Source data:
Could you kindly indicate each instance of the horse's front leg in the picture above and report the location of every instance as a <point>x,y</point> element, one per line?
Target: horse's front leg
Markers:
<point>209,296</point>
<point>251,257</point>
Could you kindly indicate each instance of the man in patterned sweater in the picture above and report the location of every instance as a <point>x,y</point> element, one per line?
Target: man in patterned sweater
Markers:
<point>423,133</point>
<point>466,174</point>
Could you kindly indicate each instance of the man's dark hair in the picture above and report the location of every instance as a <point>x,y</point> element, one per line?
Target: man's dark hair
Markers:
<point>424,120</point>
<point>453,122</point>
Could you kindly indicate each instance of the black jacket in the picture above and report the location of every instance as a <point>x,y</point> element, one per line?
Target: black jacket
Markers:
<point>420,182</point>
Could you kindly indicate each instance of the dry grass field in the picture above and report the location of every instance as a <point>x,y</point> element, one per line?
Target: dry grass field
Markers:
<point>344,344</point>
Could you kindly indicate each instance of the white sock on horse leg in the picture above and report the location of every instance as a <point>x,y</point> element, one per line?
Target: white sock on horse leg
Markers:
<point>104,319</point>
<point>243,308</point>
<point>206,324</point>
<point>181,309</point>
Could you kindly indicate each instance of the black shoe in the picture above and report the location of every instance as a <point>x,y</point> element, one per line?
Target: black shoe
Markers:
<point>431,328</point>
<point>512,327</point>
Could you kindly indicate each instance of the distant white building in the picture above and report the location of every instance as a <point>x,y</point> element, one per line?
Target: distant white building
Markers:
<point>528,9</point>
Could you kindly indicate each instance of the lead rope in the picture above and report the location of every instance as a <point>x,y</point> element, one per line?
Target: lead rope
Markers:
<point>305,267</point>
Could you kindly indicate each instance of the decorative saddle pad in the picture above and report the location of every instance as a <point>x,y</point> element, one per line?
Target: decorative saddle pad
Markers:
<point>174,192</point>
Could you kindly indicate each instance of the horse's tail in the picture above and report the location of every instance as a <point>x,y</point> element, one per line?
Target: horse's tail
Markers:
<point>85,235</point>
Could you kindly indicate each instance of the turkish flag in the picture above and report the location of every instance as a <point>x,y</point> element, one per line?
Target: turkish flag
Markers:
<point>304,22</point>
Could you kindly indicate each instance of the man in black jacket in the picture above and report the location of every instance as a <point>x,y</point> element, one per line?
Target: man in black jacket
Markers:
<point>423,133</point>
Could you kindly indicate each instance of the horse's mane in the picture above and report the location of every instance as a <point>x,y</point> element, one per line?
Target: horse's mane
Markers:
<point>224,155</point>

Exercise instructions:
Nothing should be left out. Reproduce all the entries precisely.

Answer space:
Could you kindly indicate each instance of the horse's front leg in the picture above and report the location of every instance as a <point>x,y</point> element, one per line?
Target: horse's front leg
Markers:
<point>209,296</point>
<point>251,257</point>
Could you kindly indicate each instance of the man in patterned sweater in the picture above and report the location of every instance as a <point>x,y</point> element, one per line?
Target: man in patterned sweater
Markers:
<point>423,133</point>
<point>466,174</point>
Could you kindly indicate each instance of the man's dark hair in the picture above and report the location of every instance as a <point>x,y</point> element, one per line?
Target: man's dark hair
Markers:
<point>424,120</point>
<point>453,122</point>
Could you kindly indicate each instance of the black jacket in the picture above and report the location of every instance as a <point>x,y</point> element, one per line?
Target: black jacket
Markers:
<point>420,182</point>
Could you kindly indicate each instance of the dry grass field in the picture above and report the location of every instance as a <point>x,y</point> element, one per line?
Target: dry grass field
Markers:
<point>344,344</point>
Could you kindly indicate each instance of the white sock on horse leg in the picture above and report the location of every instance as a <point>x,y</point> element, one per line?
Target: white sock on horse leg
Markers:
<point>104,319</point>
<point>243,308</point>
<point>206,324</point>
<point>181,309</point>
Could you kindly indicate each instance of the black shoe in the picture above and report the location of every instance as a <point>x,y</point> element, one per line?
Target: black shoe
Markers:
<point>431,328</point>
<point>512,327</point>
Could you kindly indicate each instance of the distant white building in the picture above and report the location of every instance as a <point>x,y</point> element, one per line?
Target: distant white building
Markers:
<point>528,9</point>
Could you kindly indicate each instance of the lead rope in the picture above and report the location of every instance as a <point>x,y</point> element, one per line?
Target: lead rope
Markers:
<point>305,267</point>
Could you kindly indicate each instance of the decorative saddle pad in the picture above and report the location of every instance as a <point>x,y</point> element, one per line?
Target: decorative saddle pad
Markers:
<point>174,192</point>
Could you kindly indicate each instance of the horse's tail in the picture above and report the location of every instance as a <point>x,y</point> element, one per line?
Target: horse's tail
Markers:
<point>85,235</point>
Could you kindly indicate each instance of the turkish flag in the picture above and report the location of every instance as a <point>x,y</point> element, one per line?
Target: turkish flag
Markers:
<point>304,22</point>
Could you kindly indicate each instance of the man in black jacket in the picture above and report the location of every instance as a <point>x,y</point> element, one per line?
Target: man in black jacket
Markers:
<point>423,133</point>
Could you kindly indicate each instance of the horse's mane in the picture above and report the location of every instance as a <point>x,y</point> element, one per line?
Target: horse's mane
Markers:
<point>224,155</point>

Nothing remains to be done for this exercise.